Data validation includes determining a lithology type for the formation rock of interest. Data of at least two or more different properties are plotted as cross-plots. An expected relationship between the two different properties of the cross-plot based on the determined lithology type is also plotted on the cross-plot. Data that deviates from the expected relationship by exceeding an acceptance criterion is labeled not-validated and is excluded from being input into the geomechanical model. Non-validated data may be reviewed in further detail to determine a reason that this data exceeded the acceptance criteria.

FIG. 1 illustrates a cross-sectional view of an exemplary embodiment of a downhole tool 10 disposed in a borehole 2 penetrating the earth 3. The earth 3 includes an earth formation 4 having formation rock of one or more particular lithologies. The downhole tool 10 includes one or more sensors 9 that are configured to sense or measure one or more formation rock properties of interest that may be input into a geomechanical model. Non-limiting embodiments of the formation rock properties include density, porosity and sound speed. Other properties may be sensed by the sensors 9 in support of determining the formation rock properties of interest. These other properties include formation pressure, formation temperature, and radiation emitted by the formation rock, which may be correlated to rock composition. In addition to the sensors 9, the downhole tool 10 includes a core sample tool 8. The core sample tool 8 includes an extendable coring drill 7 that is configured to drill into the borehole wall and extract a sample of formation rock into a hollow portion of the drill 7. Core samples of formation rock are stored in the core sample tool 8 and retrieved at the surface of the earth when the downhole tool 10 is removed from the borehole 2. The rock samples are analyzed in a laboratory to determine formation rock properties that may include Mohr-friction angle, various types of rock strength including unconstrained compressive strength, fluid content, composition (including cementation or impurities), and properties that may have already been measured the sensors 9. An extendable brace 13 is configured to brace the core sample tool 8 against the borehole wall while a core sample is being extracted.

Downhole electronics 11 are configured to operate the downhole tool 10, process measurement data obtained downhole, and/or act as an interface with telemetry to communicate data or commands between downhole components and a computer processing system 12 disposed at the surface of the earth 3. System operation, data processing and/or control functions may be performed the downhole electronics 11, the computer processing system 12, or by a combination thereof.

A carrier 5 is configured to convey the downhole tool 10 through the borehole 2. In the embodiment of FIG. 1, the carrier 5 is an armored wireline 6. The wireline 6 may include one or more conductors for providing telemetry to the surface. In an alternative embodiment, the carrier 5 may be a drill string in an embodiment referred to a logging-while-drilling (LWD). In LWD, measurements may be performed while the borehole 2 is being drilled or during a temporary halt in drilling. Telemetry in non-limiting LWD embodiments may include pulsed-mud and wired drill pipe.

**Material**.
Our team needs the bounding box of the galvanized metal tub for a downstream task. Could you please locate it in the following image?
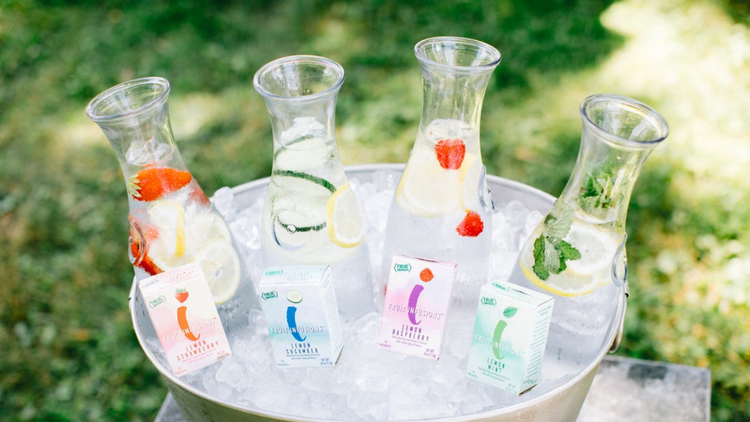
[129,164,627,422]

**Problem set**.
a) In the downhole tool passage, what serves as the carrier in the embodiment of FIG. 1?
b) List the formation rock properties that the downhole tool passage gives as non-limiting embodiments of what the sensors 9 measure.
c) Pick up the downhole tool passage after its last sentence and continue it.
The lines have no connection to the downhole tool passage.

**Expected results**.
a) An armored wireline.

b) Density, porosity, and sound speed.

c)
FIG. 2 is a flow chart for a method 20 for validating earth formation data for input into a geophysical model. Block 21 calls for determining a lithology of the earth formation. Non-limiting embodiments of lithology categories include sandstone, limestone, and shale. The lithology may be determined from downhole measurements or from sample analysis is a laboratory. In one or more embodiments, the core sample may be visually compared to known samples. In one or more embodiments an X-ray diffraction analysis may be performed on a core sample. Similarly, a downhole image of formation rock (visual or property image) may be compared to images of rock of known lithology. In one or more embodiments, the lithology is determined by a processor using formation rock measurement data input into the processor. Alternatively, the lithology may already have been determined and the pre-determined lithology may then be input into the processor. This block may also include extraction of the core sample using the core sample tool 8, core sample analysis, or performing formation rock measurements using one or more of the sensors 9 to provide data for determining the lithology of the formation rock of interest.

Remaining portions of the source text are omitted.